- The exercise -
Reproduce exactly the lines beginning with the line that contains "Where can the blurry" and ending at the final line of the material below.

— START Available data —

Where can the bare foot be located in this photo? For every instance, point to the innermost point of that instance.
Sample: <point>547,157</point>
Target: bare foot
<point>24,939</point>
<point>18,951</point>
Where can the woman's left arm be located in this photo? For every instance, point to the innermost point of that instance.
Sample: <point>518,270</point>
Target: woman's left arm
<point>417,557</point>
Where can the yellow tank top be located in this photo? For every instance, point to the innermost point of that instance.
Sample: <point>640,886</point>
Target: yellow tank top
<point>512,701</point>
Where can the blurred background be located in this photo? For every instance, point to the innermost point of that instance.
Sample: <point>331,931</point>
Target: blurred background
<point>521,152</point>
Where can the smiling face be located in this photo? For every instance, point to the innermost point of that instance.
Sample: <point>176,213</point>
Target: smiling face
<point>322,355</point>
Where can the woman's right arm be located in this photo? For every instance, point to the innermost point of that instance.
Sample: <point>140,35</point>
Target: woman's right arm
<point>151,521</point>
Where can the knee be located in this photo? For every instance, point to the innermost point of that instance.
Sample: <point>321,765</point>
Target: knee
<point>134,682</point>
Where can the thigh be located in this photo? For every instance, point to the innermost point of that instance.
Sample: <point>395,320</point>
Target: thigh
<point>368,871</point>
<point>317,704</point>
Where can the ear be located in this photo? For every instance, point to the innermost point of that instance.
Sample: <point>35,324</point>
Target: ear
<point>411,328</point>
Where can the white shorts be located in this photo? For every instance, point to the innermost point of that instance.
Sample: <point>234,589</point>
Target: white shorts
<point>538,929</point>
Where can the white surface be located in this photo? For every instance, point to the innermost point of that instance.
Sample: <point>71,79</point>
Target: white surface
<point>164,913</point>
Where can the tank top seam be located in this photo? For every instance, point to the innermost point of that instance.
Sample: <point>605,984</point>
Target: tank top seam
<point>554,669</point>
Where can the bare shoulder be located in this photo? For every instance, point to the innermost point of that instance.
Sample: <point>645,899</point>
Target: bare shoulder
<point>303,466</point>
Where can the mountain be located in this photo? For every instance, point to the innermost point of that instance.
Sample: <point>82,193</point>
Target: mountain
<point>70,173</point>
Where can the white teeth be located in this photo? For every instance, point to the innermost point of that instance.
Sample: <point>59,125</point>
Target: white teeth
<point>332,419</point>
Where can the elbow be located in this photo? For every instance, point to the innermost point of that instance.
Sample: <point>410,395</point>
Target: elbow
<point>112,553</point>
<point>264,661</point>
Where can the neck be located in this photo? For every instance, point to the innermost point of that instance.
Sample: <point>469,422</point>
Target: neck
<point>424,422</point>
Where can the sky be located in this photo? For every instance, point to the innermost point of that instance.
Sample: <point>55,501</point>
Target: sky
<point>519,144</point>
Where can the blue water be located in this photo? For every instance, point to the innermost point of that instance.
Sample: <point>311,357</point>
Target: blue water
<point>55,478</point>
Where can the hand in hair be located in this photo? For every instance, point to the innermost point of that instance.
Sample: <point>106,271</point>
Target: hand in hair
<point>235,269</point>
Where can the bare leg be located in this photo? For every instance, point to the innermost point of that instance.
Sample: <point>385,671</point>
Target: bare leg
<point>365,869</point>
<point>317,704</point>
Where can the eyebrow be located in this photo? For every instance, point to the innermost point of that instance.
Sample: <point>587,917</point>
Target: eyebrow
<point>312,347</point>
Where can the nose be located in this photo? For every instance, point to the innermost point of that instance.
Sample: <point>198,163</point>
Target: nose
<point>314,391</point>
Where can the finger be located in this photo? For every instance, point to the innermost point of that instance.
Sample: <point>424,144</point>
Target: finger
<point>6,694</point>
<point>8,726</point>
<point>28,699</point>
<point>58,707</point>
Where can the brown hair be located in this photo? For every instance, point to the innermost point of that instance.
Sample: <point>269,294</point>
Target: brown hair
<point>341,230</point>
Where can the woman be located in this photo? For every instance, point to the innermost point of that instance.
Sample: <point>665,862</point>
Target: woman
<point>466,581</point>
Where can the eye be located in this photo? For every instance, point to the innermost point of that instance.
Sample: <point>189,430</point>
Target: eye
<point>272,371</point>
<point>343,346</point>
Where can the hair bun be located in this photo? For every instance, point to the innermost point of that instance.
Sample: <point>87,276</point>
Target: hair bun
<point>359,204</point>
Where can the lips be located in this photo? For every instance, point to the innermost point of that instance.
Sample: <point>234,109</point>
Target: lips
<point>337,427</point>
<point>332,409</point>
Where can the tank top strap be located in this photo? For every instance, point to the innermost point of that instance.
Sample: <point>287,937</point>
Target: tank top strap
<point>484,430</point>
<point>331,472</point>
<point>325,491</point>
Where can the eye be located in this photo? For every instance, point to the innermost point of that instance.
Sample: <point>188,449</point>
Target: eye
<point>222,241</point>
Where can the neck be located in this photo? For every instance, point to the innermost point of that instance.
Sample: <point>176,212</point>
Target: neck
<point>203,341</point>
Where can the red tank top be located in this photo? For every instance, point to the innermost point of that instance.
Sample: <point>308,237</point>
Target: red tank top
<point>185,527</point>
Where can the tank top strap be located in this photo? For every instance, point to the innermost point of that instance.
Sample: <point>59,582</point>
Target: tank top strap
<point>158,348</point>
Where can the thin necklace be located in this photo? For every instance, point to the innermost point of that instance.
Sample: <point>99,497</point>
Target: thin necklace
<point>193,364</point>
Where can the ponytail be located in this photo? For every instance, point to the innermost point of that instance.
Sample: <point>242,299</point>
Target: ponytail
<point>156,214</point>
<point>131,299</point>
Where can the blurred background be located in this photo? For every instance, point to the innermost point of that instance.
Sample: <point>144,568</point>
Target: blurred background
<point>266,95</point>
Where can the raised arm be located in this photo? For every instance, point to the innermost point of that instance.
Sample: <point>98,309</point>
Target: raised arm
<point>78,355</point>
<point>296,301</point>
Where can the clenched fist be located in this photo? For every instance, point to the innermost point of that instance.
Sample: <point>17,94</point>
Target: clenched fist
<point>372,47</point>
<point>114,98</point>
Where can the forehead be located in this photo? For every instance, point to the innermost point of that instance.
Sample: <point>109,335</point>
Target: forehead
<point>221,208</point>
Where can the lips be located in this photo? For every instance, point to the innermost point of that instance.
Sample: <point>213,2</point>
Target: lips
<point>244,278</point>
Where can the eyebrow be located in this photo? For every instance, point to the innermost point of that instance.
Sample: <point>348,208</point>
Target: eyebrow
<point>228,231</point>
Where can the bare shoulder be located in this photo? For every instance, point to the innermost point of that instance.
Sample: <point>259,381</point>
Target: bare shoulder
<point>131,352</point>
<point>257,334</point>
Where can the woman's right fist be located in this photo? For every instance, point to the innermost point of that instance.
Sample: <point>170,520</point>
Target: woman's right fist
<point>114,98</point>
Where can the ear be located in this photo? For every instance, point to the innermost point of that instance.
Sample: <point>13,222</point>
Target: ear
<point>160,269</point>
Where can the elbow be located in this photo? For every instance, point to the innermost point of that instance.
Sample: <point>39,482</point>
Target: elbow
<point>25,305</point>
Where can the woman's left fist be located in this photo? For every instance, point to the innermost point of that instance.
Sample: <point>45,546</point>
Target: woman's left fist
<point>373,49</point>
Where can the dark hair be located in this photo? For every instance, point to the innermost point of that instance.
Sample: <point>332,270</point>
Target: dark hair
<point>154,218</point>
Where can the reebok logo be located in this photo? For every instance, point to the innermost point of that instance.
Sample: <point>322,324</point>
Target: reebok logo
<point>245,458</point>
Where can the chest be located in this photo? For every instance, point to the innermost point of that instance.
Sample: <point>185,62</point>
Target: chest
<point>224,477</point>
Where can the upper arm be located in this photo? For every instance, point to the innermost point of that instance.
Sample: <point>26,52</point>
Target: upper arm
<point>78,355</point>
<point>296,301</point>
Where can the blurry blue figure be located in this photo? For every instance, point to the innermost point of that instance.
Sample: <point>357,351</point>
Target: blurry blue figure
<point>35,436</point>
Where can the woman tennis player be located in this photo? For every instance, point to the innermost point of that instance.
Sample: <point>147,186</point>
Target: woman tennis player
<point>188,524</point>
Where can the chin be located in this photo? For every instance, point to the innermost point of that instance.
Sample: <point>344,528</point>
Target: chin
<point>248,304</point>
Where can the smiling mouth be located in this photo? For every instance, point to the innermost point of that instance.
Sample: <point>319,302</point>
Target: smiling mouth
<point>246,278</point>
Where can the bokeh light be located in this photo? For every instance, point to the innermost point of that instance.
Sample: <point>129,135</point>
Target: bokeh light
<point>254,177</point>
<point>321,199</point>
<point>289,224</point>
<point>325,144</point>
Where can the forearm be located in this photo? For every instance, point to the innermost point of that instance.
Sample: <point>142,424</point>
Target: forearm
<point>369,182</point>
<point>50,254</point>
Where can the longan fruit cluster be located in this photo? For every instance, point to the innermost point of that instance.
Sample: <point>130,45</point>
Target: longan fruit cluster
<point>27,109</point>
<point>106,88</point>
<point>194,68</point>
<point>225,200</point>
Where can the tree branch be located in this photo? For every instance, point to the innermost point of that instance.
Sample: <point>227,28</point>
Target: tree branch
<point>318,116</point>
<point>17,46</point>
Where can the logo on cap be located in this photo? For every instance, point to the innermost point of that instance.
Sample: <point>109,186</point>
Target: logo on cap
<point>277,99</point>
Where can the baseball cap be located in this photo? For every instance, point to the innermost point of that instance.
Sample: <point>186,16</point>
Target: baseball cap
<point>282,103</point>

— END Available data —

- Completed task -
Where can the blurry blue figure be located in this photo? For every instance, point to the innermost point of that instance.
Sample: <point>357,351</point>
Target: blurry blue figure
<point>35,436</point>
Where can the woman tennis player be located in this photo? For every instance, point to the innermost point of that instance.
Sample: <point>147,186</point>
Target: woman tennis player
<point>188,524</point>
Where can the chin be located in this photo? For every instance, point to the innermost point of that instance.
Sample: <point>344,528</point>
Target: chin
<point>248,304</point>
Where can the smiling mouth be located in this photo? For every instance, point to the innermost point of that instance.
Sample: <point>319,302</point>
Target: smiling mouth
<point>246,278</point>
Where can the bokeh light be located in this photo? For every instance, point to the innermost point of that instance.
Sample: <point>129,135</point>
Target: bokeh light
<point>254,177</point>
<point>321,199</point>
<point>289,224</point>
<point>325,144</point>
Where can the forearm be located in this photo? For every instance, point to the innermost point of that instance.
Sample: <point>142,424</point>
Target: forearm
<point>369,182</point>
<point>50,254</point>
Where can the longan fruit cluster be located in this photo? For every instance, point to the innermost point of that instance.
Sample: <point>130,45</point>
Target: longan fruit cluster
<point>27,109</point>
<point>106,88</point>
<point>194,68</point>
<point>225,200</point>
Where can the tree branch be located in this photo? For every instance, point to the innermost point of that instance.
Sample: <point>227,28</point>
Target: tree branch
<point>318,116</point>
<point>17,46</point>
Where can the logo on cap be located in this photo? For every instance, point to the innermost point of that instance.
Sample: <point>109,186</point>
Target: logo on cap
<point>277,99</point>
Where can the baseball cap be located in this photo? For every instance, point to the innermost point of that instance.
Sample: <point>186,16</point>
Target: baseball cap
<point>282,103</point>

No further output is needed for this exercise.